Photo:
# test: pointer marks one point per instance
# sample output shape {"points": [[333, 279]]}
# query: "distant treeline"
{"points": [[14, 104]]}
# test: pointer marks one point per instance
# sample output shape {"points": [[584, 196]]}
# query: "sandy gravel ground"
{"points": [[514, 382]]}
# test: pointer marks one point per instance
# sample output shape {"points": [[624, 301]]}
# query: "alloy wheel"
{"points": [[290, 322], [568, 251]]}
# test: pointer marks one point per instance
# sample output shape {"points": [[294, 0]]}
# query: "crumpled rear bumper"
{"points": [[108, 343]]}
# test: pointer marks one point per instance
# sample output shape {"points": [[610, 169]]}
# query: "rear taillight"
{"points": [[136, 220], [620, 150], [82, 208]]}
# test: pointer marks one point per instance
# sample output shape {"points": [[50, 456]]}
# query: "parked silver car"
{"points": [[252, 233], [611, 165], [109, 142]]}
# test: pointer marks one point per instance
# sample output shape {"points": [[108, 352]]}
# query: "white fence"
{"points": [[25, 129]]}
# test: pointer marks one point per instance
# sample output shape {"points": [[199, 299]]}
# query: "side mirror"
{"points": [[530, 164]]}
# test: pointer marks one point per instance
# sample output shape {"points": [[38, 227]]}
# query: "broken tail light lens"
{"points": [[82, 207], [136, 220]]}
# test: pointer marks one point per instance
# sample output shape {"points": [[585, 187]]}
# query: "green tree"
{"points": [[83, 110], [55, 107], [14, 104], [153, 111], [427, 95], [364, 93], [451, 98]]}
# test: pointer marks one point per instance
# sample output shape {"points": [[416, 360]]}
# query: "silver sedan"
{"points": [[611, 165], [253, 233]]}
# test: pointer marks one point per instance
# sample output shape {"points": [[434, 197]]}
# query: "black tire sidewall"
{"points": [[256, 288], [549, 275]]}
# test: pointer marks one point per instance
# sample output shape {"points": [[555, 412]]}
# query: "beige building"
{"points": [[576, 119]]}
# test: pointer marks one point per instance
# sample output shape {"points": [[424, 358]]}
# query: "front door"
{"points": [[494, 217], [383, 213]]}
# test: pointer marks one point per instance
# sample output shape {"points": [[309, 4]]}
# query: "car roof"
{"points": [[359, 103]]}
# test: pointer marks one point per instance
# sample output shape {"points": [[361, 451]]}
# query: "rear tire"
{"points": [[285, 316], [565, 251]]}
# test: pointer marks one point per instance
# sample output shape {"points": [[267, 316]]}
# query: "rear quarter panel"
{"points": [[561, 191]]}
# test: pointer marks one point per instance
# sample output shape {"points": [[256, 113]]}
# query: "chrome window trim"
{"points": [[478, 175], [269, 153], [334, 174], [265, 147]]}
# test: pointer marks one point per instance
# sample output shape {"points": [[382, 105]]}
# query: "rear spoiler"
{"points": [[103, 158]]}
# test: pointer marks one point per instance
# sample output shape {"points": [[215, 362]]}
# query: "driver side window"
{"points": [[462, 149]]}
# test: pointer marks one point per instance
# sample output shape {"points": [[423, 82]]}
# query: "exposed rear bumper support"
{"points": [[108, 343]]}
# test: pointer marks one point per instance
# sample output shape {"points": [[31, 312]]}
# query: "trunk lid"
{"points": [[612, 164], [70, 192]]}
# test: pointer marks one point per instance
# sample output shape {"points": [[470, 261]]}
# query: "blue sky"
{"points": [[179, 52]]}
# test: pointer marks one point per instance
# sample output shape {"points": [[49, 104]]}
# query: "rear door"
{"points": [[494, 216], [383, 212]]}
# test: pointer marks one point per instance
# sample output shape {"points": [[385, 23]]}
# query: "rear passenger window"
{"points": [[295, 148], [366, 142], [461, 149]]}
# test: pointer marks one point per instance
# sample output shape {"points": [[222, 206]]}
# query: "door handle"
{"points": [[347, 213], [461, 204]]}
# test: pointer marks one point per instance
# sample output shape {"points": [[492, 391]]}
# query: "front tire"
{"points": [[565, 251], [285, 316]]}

What you should do: Return the whole listing exactly.

Complete output:
Photo:
# test: pointer marks one point per instance
# sample output shape {"points": [[333, 279]]}
# query: "distant treeline"
{"points": [[14, 104]]}
# test: pointer marks one point per instance
# sample output shape {"points": [[584, 196]]}
# query: "sandy gravel ground"
{"points": [[514, 382]]}
# test: pointer marks one point per instance
# sample output shape {"points": [[624, 301]]}
# query: "alloy wheel"
{"points": [[290, 322], [568, 251]]}
# test: pointer marks one point per instance
# sample output shape {"points": [[294, 0]]}
# query: "crumpled rear bumper"
{"points": [[108, 343]]}
# test: pointer marks one point per instance
# sample output shape {"points": [[610, 169]]}
# query: "rear taillight"
{"points": [[136, 220], [620, 150], [82, 208]]}
# test: pointer marks one point per instance
# sample output shape {"points": [[50, 456]]}
# query: "parked silver car"
{"points": [[252, 233], [611, 165], [109, 142]]}
# test: pointer marks one point per instance
# sample output shape {"points": [[108, 352]]}
# query: "white fence"
{"points": [[25, 129]]}
# test: pointer marks one point per instance
# sample output shape {"points": [[199, 299]]}
# query: "side mirror"
{"points": [[530, 164]]}
# test: pointer marks one point per instance
# sample output shape {"points": [[38, 227]]}
# query: "broken tail light lens"
{"points": [[82, 207], [136, 220]]}
# test: pointer marks one point per instance
# sample output shape {"points": [[585, 187]]}
# query: "green tree"
{"points": [[83, 110], [55, 107], [14, 104], [153, 111], [427, 95], [364, 93], [451, 98]]}
# test: pointer marks one point per instance
# sample output shape {"points": [[416, 360]]}
# query: "silver sedan"
{"points": [[611, 165], [253, 233]]}
# test: pointer marks one point per instance
# sample output shape {"points": [[434, 197]]}
# query: "black tire sidewall"
{"points": [[256, 288], [549, 275]]}
# test: pointer marks one point per instance
# sample output shape {"points": [[555, 412]]}
# query: "beige building"
{"points": [[576, 119]]}
# test: pointer marks one point per instance
# sample output shape {"points": [[424, 358]]}
# query: "front door"
{"points": [[494, 217], [383, 213]]}
# test: pointer marks one point per instance
# sample output shape {"points": [[309, 4]]}
# query: "car roof"
{"points": [[359, 103]]}
# test: pointer marks one point per instance
# sample output shape {"points": [[361, 451]]}
# query: "rear tire"
{"points": [[285, 316], [565, 251]]}
# test: pointer marks one point per instance
# sample output shape {"points": [[267, 316]]}
# query: "rear quarter panel"
{"points": [[561, 191]]}
# test: pointer marks one point per instance
# sample output shape {"points": [[256, 113]]}
# query: "chrome window trim"
{"points": [[478, 175], [269, 153], [334, 174], [265, 147]]}
# test: pointer marks one point per instance
# sample output shape {"points": [[382, 105]]}
# query: "rear spoiler"
{"points": [[103, 158]]}
# test: pointer marks one point per instance
# sample output shape {"points": [[215, 362]]}
# query: "driver side window"
{"points": [[462, 149]]}
# test: pointer marks one point per instance
# sample output shape {"points": [[423, 82]]}
# query: "exposed rear bumper support"
{"points": [[108, 343]]}
# test: pointer marks one point per instance
# sample output shape {"points": [[31, 312]]}
# query: "trunk lid"
{"points": [[612, 164], [70, 192]]}
# test: pointer marks one point per instance
# sample output shape {"points": [[470, 261]]}
# query: "blue sky"
{"points": [[179, 52]]}
# test: pointer marks one point per instance
# sample output shape {"points": [[49, 104]]}
# query: "rear door"
{"points": [[494, 216], [383, 212]]}
# test: pointer marks one point per instance
# sample output shape {"points": [[385, 23]]}
# query: "rear passenger window"
{"points": [[295, 148], [366, 142], [461, 149]]}
# test: pointer marks one point per instance
# sample output shape {"points": [[222, 206]]}
# query: "door handle"
{"points": [[347, 213], [461, 204]]}
# test: pointer marks one point per instance
# sample output shape {"points": [[492, 391]]}
# query: "front tire"
{"points": [[565, 251], [285, 316]]}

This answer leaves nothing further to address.